**짧은 과제:** 아래 목록에서 "Each instance of the sunlit" 문구가 있는 줄에서 시작해 "[[[267,127],[151,106],[1,125],[0,186],[331,186],[330,120]]]" 문구가 있는 줄에서 끝나는 부분을 양 끝 줄까지 포함하여 한 글자도 바꾸지 말고 그대로 반환하세요.

이미지 윤곽선 항목
***
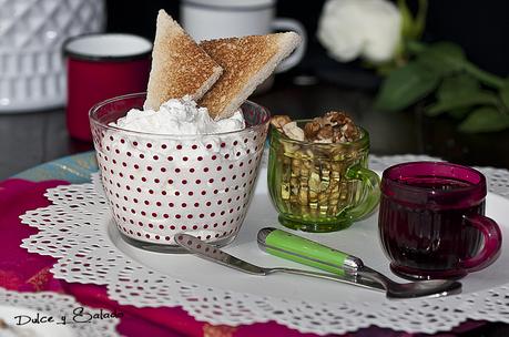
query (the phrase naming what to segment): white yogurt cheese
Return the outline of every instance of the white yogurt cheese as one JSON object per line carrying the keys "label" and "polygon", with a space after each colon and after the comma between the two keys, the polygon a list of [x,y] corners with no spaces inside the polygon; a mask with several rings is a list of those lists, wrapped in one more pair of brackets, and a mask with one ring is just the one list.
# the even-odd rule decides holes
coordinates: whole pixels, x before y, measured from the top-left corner
{"label": "white yogurt cheese", "polygon": [[[120,231],[174,245],[186,232],[210,242],[236,235],[247,211],[266,129],[246,129],[241,111],[213,121],[189,96],[160,111],[131,110],[95,144]],[[135,131],[142,133],[124,132]]]}
{"label": "white yogurt cheese", "polygon": [[245,127],[237,110],[231,118],[214,121],[206,108],[197,106],[190,95],[163,103],[159,111],[132,109],[112,125],[130,131],[159,134],[213,134]]}

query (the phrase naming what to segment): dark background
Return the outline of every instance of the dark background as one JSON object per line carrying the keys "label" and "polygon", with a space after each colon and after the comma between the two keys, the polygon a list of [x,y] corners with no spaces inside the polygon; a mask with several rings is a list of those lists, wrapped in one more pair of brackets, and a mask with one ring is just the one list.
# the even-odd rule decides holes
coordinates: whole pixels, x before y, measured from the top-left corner
{"label": "dark background", "polygon": [[[242,1],[242,0],[238,0]],[[304,23],[308,49],[301,64],[275,76],[271,91],[251,100],[273,114],[293,118],[344,110],[370,133],[376,155],[427,154],[446,161],[509,168],[509,130],[465,134],[457,121],[430,119],[421,106],[387,114],[375,111],[374,95],[380,79],[359,62],[339,63],[327,57],[316,39],[323,0],[279,0],[277,16]],[[416,0],[407,0],[411,8]],[[109,32],[130,32],[153,40],[157,10],[179,19],[180,1],[106,0]],[[481,69],[509,74],[509,1],[429,0],[424,40],[449,40],[464,47]],[[0,178],[69,154],[90,151],[92,145],[69,137],[64,108],[0,115]]]}
{"label": "dark background", "polygon": [[[240,0],[242,1],[242,0]],[[132,32],[153,40],[159,9],[179,19],[181,1],[108,0],[108,30]],[[309,49],[297,70],[316,71],[323,67],[324,50],[315,32],[324,0],[279,0],[277,16],[299,20],[308,32]],[[407,1],[411,8],[417,1]],[[448,40],[461,44],[467,57],[481,69],[506,76],[509,73],[509,1],[506,0],[428,0],[424,40]],[[354,62],[355,63],[355,62]]]}

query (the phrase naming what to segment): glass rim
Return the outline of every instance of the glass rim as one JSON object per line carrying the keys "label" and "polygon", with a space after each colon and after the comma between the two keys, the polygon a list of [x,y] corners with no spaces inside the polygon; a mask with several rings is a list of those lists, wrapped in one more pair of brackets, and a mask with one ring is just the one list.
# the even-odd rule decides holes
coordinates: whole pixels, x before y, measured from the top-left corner
{"label": "glass rim", "polygon": [[256,125],[251,125],[251,126],[246,126],[244,129],[234,130],[234,131],[226,131],[226,132],[196,133],[196,134],[192,134],[192,133],[179,134],[179,133],[142,132],[142,131],[134,131],[134,130],[123,129],[123,127],[115,126],[115,125],[110,125],[110,124],[101,122],[98,119],[98,112],[100,111],[101,108],[103,108],[103,106],[105,106],[108,104],[111,104],[111,103],[115,103],[115,102],[125,100],[125,99],[134,99],[134,98],[142,98],[142,96],[146,96],[146,92],[128,93],[128,94],[124,94],[124,95],[119,95],[119,96],[114,96],[114,98],[101,101],[101,102],[94,104],[92,108],[90,108],[90,110],[89,110],[89,120],[95,126],[104,127],[104,129],[110,130],[110,131],[122,132],[122,133],[125,133],[125,134],[138,135],[138,136],[149,136],[149,137],[181,137],[181,139],[195,139],[195,137],[201,137],[201,136],[233,135],[233,134],[238,134],[238,133],[242,133],[242,132],[248,132],[248,131],[252,131],[252,130],[257,130],[259,127],[264,127],[265,125],[267,125],[271,122],[271,112],[268,111],[268,109],[266,109],[265,106],[259,105],[259,104],[257,104],[257,103],[255,103],[253,101],[250,101],[250,100],[245,100],[244,103],[242,103],[242,105],[240,108],[241,111],[242,111],[242,106],[244,104],[253,105],[253,106],[258,108],[262,111],[264,111],[267,114],[267,120],[265,122],[262,122],[262,123],[256,124]]}
{"label": "glass rim", "polygon": [[[307,123],[307,122],[311,122],[311,121],[313,121],[313,119],[293,120],[292,122],[296,122],[298,124],[298,123]],[[358,125],[358,124],[356,124],[355,126],[358,130],[360,130],[362,136],[358,140],[355,140],[353,142],[342,142],[342,143],[315,143],[315,142],[312,142],[312,141],[293,140],[293,139],[288,137],[286,134],[284,134],[283,132],[279,132],[279,130],[277,130],[277,127],[275,127],[274,125],[271,125],[271,126],[272,126],[272,132],[283,136],[284,137],[283,140],[285,142],[293,143],[293,144],[296,144],[296,145],[318,146],[318,147],[369,145],[369,132],[366,129],[364,129],[363,126]]]}
{"label": "glass rim", "polygon": [[[459,187],[455,187],[451,190],[437,191],[437,190],[434,190],[432,187],[421,187],[421,186],[408,185],[408,184],[401,183],[400,181],[389,176],[389,174],[391,174],[391,172],[394,172],[395,170],[398,170],[400,167],[408,166],[408,165],[437,165],[437,166],[442,166],[442,167],[456,167],[460,170],[466,170],[466,171],[474,173],[476,176],[478,176],[479,182],[471,183],[471,182],[461,180],[461,181],[469,183],[469,185],[459,186]],[[381,173],[381,182],[380,182],[381,193],[384,193],[384,190],[387,186],[396,187],[401,191],[414,192],[414,193],[426,193],[426,194],[434,194],[434,195],[450,195],[455,193],[466,193],[466,192],[471,192],[471,191],[476,191],[479,188],[483,188],[486,186],[486,176],[480,171],[474,167],[470,167],[470,166],[466,166],[466,165],[454,164],[449,162],[440,162],[440,161],[414,161],[414,162],[405,162],[405,163],[395,164],[384,170],[384,172]]]}

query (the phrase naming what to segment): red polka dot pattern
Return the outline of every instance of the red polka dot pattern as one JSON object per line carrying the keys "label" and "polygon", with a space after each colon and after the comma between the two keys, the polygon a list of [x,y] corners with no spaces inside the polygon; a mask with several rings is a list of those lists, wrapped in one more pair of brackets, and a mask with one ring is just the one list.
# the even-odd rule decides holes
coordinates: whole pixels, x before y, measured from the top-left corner
{"label": "red polka dot pattern", "polygon": [[104,137],[93,130],[102,183],[120,231],[166,245],[182,231],[212,243],[236,235],[266,126],[195,141],[120,132]]}

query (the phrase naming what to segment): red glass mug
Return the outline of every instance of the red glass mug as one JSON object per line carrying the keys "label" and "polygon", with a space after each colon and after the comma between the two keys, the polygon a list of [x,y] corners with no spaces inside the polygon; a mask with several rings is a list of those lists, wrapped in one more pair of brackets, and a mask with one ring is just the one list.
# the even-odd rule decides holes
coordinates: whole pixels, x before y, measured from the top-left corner
{"label": "red glass mug", "polygon": [[63,51],[68,71],[68,131],[72,137],[90,142],[89,110],[93,105],[146,90],[152,43],[132,34],[83,34],[69,39]]}
{"label": "red glass mug", "polygon": [[391,166],[381,177],[378,228],[390,268],[406,278],[458,278],[489,266],[502,236],[485,216],[486,177],[445,162]]}

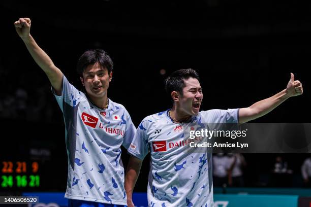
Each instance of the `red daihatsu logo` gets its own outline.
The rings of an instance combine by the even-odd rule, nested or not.
[[[84,124],[91,127],[96,127],[96,124],[97,124],[97,122],[98,121],[98,118],[91,116],[84,112],[82,113],[81,117]]]
[[[166,151],[166,141],[152,142],[152,148],[153,152]]]

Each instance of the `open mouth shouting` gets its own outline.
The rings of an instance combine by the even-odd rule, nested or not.
[[[199,111],[200,110],[200,101],[195,101],[192,104],[192,108],[194,111]]]
[[[102,86],[95,86],[93,87],[93,90],[96,91],[99,91],[102,88]]]

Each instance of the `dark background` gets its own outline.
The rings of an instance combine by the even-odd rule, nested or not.
[[[126,107],[136,126],[171,107],[164,81],[172,72],[190,67],[201,77],[202,110],[250,106],[285,88],[293,73],[303,83],[303,94],[256,121],[310,122],[311,5],[148,2],[0,3],[0,157],[41,162],[39,190],[65,190],[65,127],[47,78],[15,32],[13,23],[21,17],[31,18],[32,35],[80,90],[78,58],[86,49],[108,51],[114,63],[108,97]],[[309,154],[282,156],[294,171],[286,186],[302,186],[300,168]],[[244,156],[246,185],[271,186],[276,155]],[[125,150],[122,159],[126,167]],[[136,191],[146,191],[148,159]]]

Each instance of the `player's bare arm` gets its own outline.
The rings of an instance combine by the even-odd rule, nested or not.
[[[14,25],[18,36],[23,40],[33,58],[47,76],[56,94],[60,95],[63,73],[58,68],[48,55],[38,45],[30,34],[32,22],[28,18],[20,18]]]
[[[125,188],[128,198],[128,206],[134,207],[132,195],[134,186],[139,175],[142,160],[131,156],[129,160],[125,177]]]
[[[257,102],[250,107],[241,108],[239,111],[239,123],[241,124],[263,116],[283,102],[288,98],[301,95],[303,92],[302,84],[294,80],[294,74],[286,89],[275,95]]]

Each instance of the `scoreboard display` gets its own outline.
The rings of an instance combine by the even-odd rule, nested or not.
[[[1,166],[1,188],[35,188],[40,186],[39,164],[25,161],[3,161]]]
[[[6,147],[0,153],[0,194],[65,192],[68,158],[64,126],[21,123],[17,130],[16,121],[0,120],[2,128],[10,134],[2,137]]]

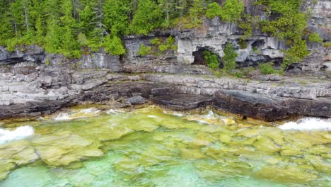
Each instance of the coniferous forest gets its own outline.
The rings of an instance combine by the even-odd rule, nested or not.
[[[0,45],[13,51],[18,45],[38,45],[50,53],[79,57],[83,50],[125,53],[122,36],[155,29],[199,28],[204,18],[219,16],[245,30],[255,29],[285,40],[290,47],[284,62],[308,55],[306,41],[321,42],[307,32],[308,15],[300,11],[301,0],[257,0],[277,18],[261,19],[245,12],[242,0],[1,0]]]

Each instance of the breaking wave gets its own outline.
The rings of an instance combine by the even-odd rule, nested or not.
[[[296,122],[289,122],[279,127],[284,130],[331,130],[331,119],[305,118]]]
[[[0,128],[0,144],[22,140],[33,135],[34,133],[33,128],[29,125],[17,128],[13,131]]]

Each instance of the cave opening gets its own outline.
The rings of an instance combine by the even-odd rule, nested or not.
[[[221,61],[221,58],[217,55],[217,54],[213,52],[211,50],[210,50],[207,47],[197,47],[197,50],[194,51],[192,52],[193,57],[194,57],[194,61],[193,62],[192,64],[195,65],[205,65],[207,66],[207,62],[206,60],[204,59],[204,51],[208,51],[211,54],[216,55],[218,57],[219,62],[219,67],[223,68],[223,63]]]

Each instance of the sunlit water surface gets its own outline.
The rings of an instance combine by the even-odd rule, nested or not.
[[[267,127],[151,106],[1,125],[0,186],[331,186],[330,120]]]

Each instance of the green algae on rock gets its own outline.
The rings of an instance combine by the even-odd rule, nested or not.
[[[331,183],[330,132],[283,131],[211,112],[182,115],[147,107],[33,122],[34,136],[0,145],[0,186]]]

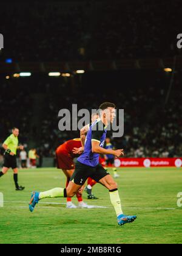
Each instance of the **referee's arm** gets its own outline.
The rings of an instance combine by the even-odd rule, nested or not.
[[[7,146],[7,145],[6,145],[5,144],[2,144],[2,148],[4,148],[4,150],[7,150],[8,149],[8,146]]]

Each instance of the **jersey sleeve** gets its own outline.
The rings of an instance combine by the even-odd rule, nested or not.
[[[3,144],[5,144],[5,145],[8,146],[8,144],[11,142],[12,140],[12,138],[10,136],[9,136],[6,140],[4,142]]]

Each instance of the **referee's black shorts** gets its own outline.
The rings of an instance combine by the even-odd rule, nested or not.
[[[101,179],[108,174],[109,173],[100,164],[95,167],[92,167],[76,161],[75,170],[70,178],[70,180],[75,184],[82,185],[84,185],[89,177],[98,182]]]
[[[12,169],[17,168],[16,157],[16,155],[11,155],[8,154],[5,154],[4,156],[4,167],[7,168],[12,168]]]

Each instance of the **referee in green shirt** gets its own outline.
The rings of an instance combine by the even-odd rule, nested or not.
[[[17,149],[22,150],[23,146],[18,145],[18,137],[19,135],[19,129],[14,127],[12,130],[12,134],[9,136],[2,144],[2,148],[5,149],[4,163],[0,172],[0,177],[5,174],[10,168],[13,170],[13,178],[16,187],[16,190],[23,190],[25,187],[19,186],[18,183],[18,168],[16,164],[16,151]]]

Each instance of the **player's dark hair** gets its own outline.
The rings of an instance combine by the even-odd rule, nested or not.
[[[101,109],[102,110],[104,110],[104,109],[106,109],[108,107],[115,108],[116,105],[113,103],[111,102],[104,102],[99,105],[99,109]]]

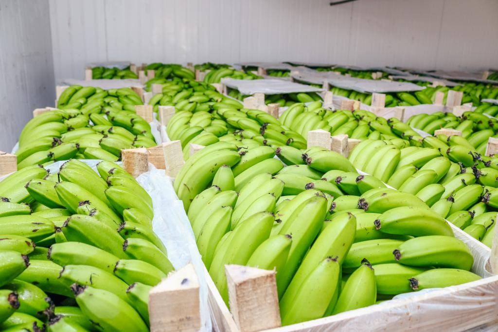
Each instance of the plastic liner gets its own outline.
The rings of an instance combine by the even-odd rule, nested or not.
[[[97,164],[102,160],[80,159],[97,172]],[[66,162],[57,161],[46,167],[50,173],[58,172]],[[121,163],[116,163],[120,164]],[[0,177],[0,181],[8,175]],[[172,180],[164,174],[164,170],[157,169],[149,164],[149,171],[140,174],[136,181],[152,199],[154,219],[152,229],[162,241],[168,252],[168,258],[175,270],[192,262],[199,278],[200,294],[200,311],[202,327],[199,331],[210,331],[212,323],[208,305],[208,288],[204,276],[204,265],[199,253],[190,222],[187,218],[183,204],[173,188]]]
[[[106,62],[92,62],[87,65],[93,68],[94,67],[105,67],[106,68],[114,68],[115,67],[120,69],[124,69],[128,67],[131,63],[129,61],[108,61]]]
[[[288,63],[283,62],[239,62],[236,66],[245,67],[257,67],[263,69],[279,69],[281,70],[292,70],[294,67]]]
[[[263,93],[265,95],[290,94],[299,92],[321,92],[323,89],[313,88],[283,80],[235,80],[223,78],[221,83],[229,88],[236,89],[243,95]]]
[[[489,103],[490,104],[498,104],[498,99],[481,99],[482,103]]]
[[[124,79],[123,80],[76,80],[75,79],[64,79],[60,81],[58,85],[81,85],[82,87],[95,87],[106,90],[110,89],[121,89],[130,87],[143,87],[138,80]]]
[[[390,74],[391,75],[409,75],[409,73],[407,73],[406,72],[403,71],[402,70],[399,70],[399,69],[395,69],[394,68],[391,68],[388,67],[359,67],[358,66],[348,66],[348,65],[336,65],[334,68],[346,68],[346,69],[351,69],[352,70],[359,70],[359,71],[379,71],[379,72],[385,72],[387,74]]]
[[[447,87],[456,87],[458,85],[461,85],[459,83],[445,80],[444,79],[438,79],[436,77],[431,77],[430,76],[421,76],[420,75],[392,75],[391,78],[393,80],[406,80],[406,81],[422,81],[422,82],[430,82],[431,83],[434,82],[441,82]]]
[[[419,91],[425,89],[425,87],[407,82],[366,80],[345,76],[333,72],[313,71],[315,72],[309,70],[306,72],[300,71],[298,73],[291,75],[299,81],[315,84],[322,84],[326,82],[335,87],[363,93],[405,92]]]
[[[447,71],[444,70],[429,70],[427,71],[413,70],[411,72],[415,74],[428,75],[433,76],[434,77],[453,80],[454,81],[468,81],[487,84],[498,84],[498,81],[483,79],[482,78],[482,72]]]

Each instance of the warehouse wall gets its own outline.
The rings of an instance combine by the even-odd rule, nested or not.
[[[10,152],[37,108],[54,105],[48,0],[0,0],[0,151]]]
[[[496,0],[49,2],[56,78],[106,60],[498,67]]]

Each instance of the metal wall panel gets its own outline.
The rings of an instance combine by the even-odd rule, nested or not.
[[[496,0],[49,0],[55,76],[96,61],[498,67]]]
[[[48,1],[0,0],[0,150],[55,99]]]

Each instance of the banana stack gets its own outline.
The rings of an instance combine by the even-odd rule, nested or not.
[[[173,269],[152,200],[118,165],[97,169],[72,159],[0,182],[2,331],[148,331],[148,292]]]
[[[83,96],[78,94],[84,89],[84,96],[95,93],[85,106],[71,108],[71,105],[76,107],[84,102],[85,97],[78,97]],[[60,109],[31,119],[19,135],[15,152],[18,169],[72,158],[117,161],[122,149],[157,145],[150,124],[136,113],[134,105],[138,101],[122,104],[137,98],[134,92],[130,89],[96,91],[92,87],[70,87],[61,95]],[[99,94],[100,98],[93,99]],[[104,94],[107,97],[103,99]],[[71,101],[75,97],[80,101]]]
[[[276,270],[284,325],[480,278],[468,248],[415,195],[330,150],[275,150],[219,142],[175,180],[226,302],[227,264]]]
[[[138,76],[129,70],[128,66],[124,69],[114,67],[94,67],[92,68],[93,80],[123,80],[124,79],[137,79]]]

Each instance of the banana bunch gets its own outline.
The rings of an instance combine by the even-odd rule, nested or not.
[[[243,100],[246,97],[250,97],[243,95],[238,90],[229,89],[228,95],[233,98]],[[291,106],[296,103],[311,103],[322,100],[322,97],[314,92],[299,93],[290,93],[285,94],[266,95],[265,95],[264,103],[278,104],[281,107]]]
[[[19,136],[17,169],[72,158],[116,161],[122,149],[157,145],[150,125],[135,113],[105,110],[54,110],[30,120]]]
[[[149,291],[173,269],[152,200],[119,165],[97,168],[71,159],[0,182],[2,331],[148,331]]]
[[[124,69],[114,67],[94,67],[92,68],[92,79],[120,80],[124,79],[137,79],[138,75],[129,70],[128,66]]]
[[[414,195],[360,176],[333,151],[275,150],[249,147],[238,160],[236,145],[216,143],[174,182],[226,302],[227,264],[277,271],[284,325],[480,278],[468,248]]]
[[[139,96],[129,88],[104,90],[100,88],[72,85],[62,92],[57,108],[83,114],[100,113],[106,107],[119,110],[134,111],[135,105],[141,105]]]
[[[230,68],[230,65],[226,63],[214,63],[213,62],[203,62],[203,63],[198,63],[194,66],[195,69],[200,70],[201,72],[206,70],[217,70],[222,68]]]
[[[268,69],[266,70],[266,75],[273,77],[289,77],[290,76],[290,71],[281,70],[280,69]]]
[[[461,85],[452,89],[464,93],[462,100],[463,104],[472,103],[474,106],[479,107],[481,105],[482,99],[496,99],[498,98],[498,88],[492,84],[468,82],[460,83]]]
[[[362,78],[366,80],[372,80],[374,78],[374,76],[372,75],[374,73],[377,73],[376,71],[373,71],[371,70],[355,70],[354,69],[349,69],[348,68],[344,68],[341,67],[325,67],[321,68],[316,68],[316,70],[319,71],[334,71],[339,72],[341,75],[348,75],[351,77],[356,77],[357,78]],[[389,76],[389,74],[385,72],[382,72],[381,76],[379,77],[376,77],[376,80],[380,80],[382,78],[387,78],[387,76]]]
[[[160,106],[174,106],[177,111],[193,113],[224,107],[237,109],[242,107],[240,103],[224,96],[213,86],[204,82],[173,80],[163,84],[162,87],[162,93],[154,96],[149,102],[156,112]]]
[[[225,77],[229,77],[237,80],[256,80],[261,77],[254,75],[250,72],[246,73],[242,70],[237,70],[230,68],[222,68],[215,69],[206,74],[204,77],[204,83],[219,83],[221,79]]]
[[[182,66],[181,65],[176,64],[164,64],[160,62],[154,62],[147,65],[144,68],[145,75],[147,74],[147,70],[154,71],[154,78],[171,79],[173,78],[178,78],[186,80],[195,79],[195,73],[187,68]],[[152,80],[153,80],[152,79]],[[149,80],[146,84],[151,84],[149,83],[151,80]]]

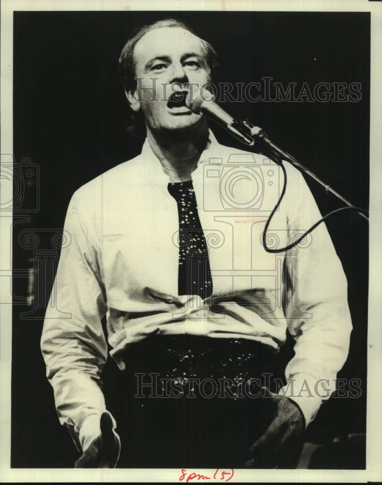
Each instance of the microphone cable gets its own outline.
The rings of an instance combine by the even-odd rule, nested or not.
[[[297,246],[298,244],[301,242],[307,235],[310,234],[312,231],[313,231],[318,226],[321,224],[321,223],[323,222],[328,219],[331,216],[334,215],[335,214],[337,214],[339,212],[343,210],[355,210],[359,213],[361,213],[361,215],[363,215],[367,219],[368,218],[364,215],[364,214],[368,214],[368,211],[366,209],[363,209],[362,207],[357,207],[353,205],[348,205],[344,207],[340,207],[337,209],[335,209],[334,210],[328,212],[323,217],[321,217],[319,220],[317,222],[315,223],[313,226],[312,226],[307,230],[298,239],[294,241],[291,244],[288,244],[288,246],[286,246],[285,247],[276,248],[275,249],[271,249],[268,247],[267,245],[267,231],[269,227],[269,225],[271,223],[271,221],[272,220],[272,217],[273,217],[275,213],[280,207],[281,203],[281,201],[284,197],[285,192],[287,189],[287,171],[285,170],[285,167],[283,164],[283,158],[285,158],[287,161],[290,161],[291,164],[294,165],[293,162],[295,162],[296,164],[298,166],[300,164],[297,162],[297,160],[292,157],[291,155],[290,155],[286,152],[281,150],[279,148],[277,148],[274,145],[268,138],[265,133],[262,130],[260,130],[260,132],[256,134],[256,137],[257,139],[257,141],[260,142],[260,153],[261,155],[264,155],[264,156],[268,157],[270,158],[272,160],[275,162],[278,165],[279,165],[282,171],[284,176],[284,183],[283,185],[283,188],[281,191],[281,193],[280,194],[280,196],[278,198],[276,205],[274,207],[272,210],[272,212],[265,223],[265,227],[264,229],[264,232],[262,233],[262,244],[265,250],[268,253],[283,253],[285,251],[288,251],[289,249],[291,249],[292,248],[294,247]],[[265,148],[265,147],[266,148]]]

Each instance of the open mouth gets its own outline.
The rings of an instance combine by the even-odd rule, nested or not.
[[[167,102],[167,107],[170,110],[176,108],[183,108],[188,110],[188,108],[186,106],[186,97],[187,93],[186,91],[173,93]]]

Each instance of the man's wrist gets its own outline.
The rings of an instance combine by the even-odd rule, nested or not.
[[[110,415],[113,421],[113,429],[115,430],[116,427],[115,420],[110,413],[108,411],[106,411],[106,412]],[[87,416],[82,422],[78,435],[78,439],[82,452],[84,452],[88,448],[91,443],[96,438],[101,436],[100,427],[101,416],[101,414],[91,414]]]
[[[315,391],[317,379],[310,374],[295,374],[279,391],[297,405],[305,420],[305,427],[313,420],[322,402],[323,396]]]

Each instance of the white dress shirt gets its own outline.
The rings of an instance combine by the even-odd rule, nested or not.
[[[271,247],[290,244],[321,217],[300,173],[284,164],[287,189],[268,230]],[[261,235],[282,172],[262,156],[220,144],[211,131],[192,180],[213,283],[204,301],[178,294],[177,205],[147,139],[140,155],[70,201],[41,348],[60,420],[79,433],[83,448],[105,410],[105,315],[121,369],[129,345],[153,334],[245,338],[277,351],[288,329],[295,355],[280,392],[298,404],[306,424],[335,389],[351,323],[346,279],[324,224],[288,252],[267,252]],[[209,308],[212,300],[219,313]]]

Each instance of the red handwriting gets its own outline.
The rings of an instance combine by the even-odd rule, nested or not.
[[[182,482],[183,480],[185,480],[186,483],[188,483],[189,482],[191,482],[192,480],[214,480],[229,482],[233,476],[234,470],[233,468],[229,468],[228,469],[230,470],[230,471],[226,471],[224,470],[219,471],[219,469],[217,468],[213,476],[211,478],[211,477],[209,477],[207,475],[202,475],[201,473],[196,473],[194,471],[188,473],[187,470],[185,470],[184,468],[182,468],[182,474],[179,477],[179,481]],[[226,476],[228,476],[227,478],[226,478]]]

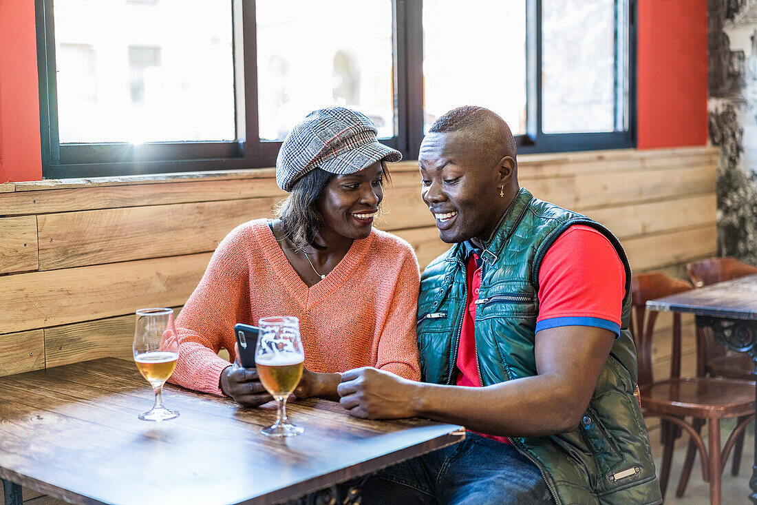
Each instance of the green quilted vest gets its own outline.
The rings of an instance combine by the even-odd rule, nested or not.
[[[558,503],[662,503],[636,387],[636,350],[628,331],[631,268],[618,239],[588,218],[521,189],[481,255],[475,316],[481,384],[537,375],[534,340],[539,265],[569,226],[602,232],[626,271],[620,337],[612,346],[581,425],[549,437],[513,438],[544,475]],[[468,293],[465,248],[456,244],[426,268],[418,301],[418,339],[425,381],[453,384]]]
***
**과제 답안:**
Each instance of the sunlit water surface gets its own outline.
The rings of an instance combine by the even-odd rule, nested or not.
[[[267,127],[151,106],[1,125],[0,186],[331,186],[330,120]]]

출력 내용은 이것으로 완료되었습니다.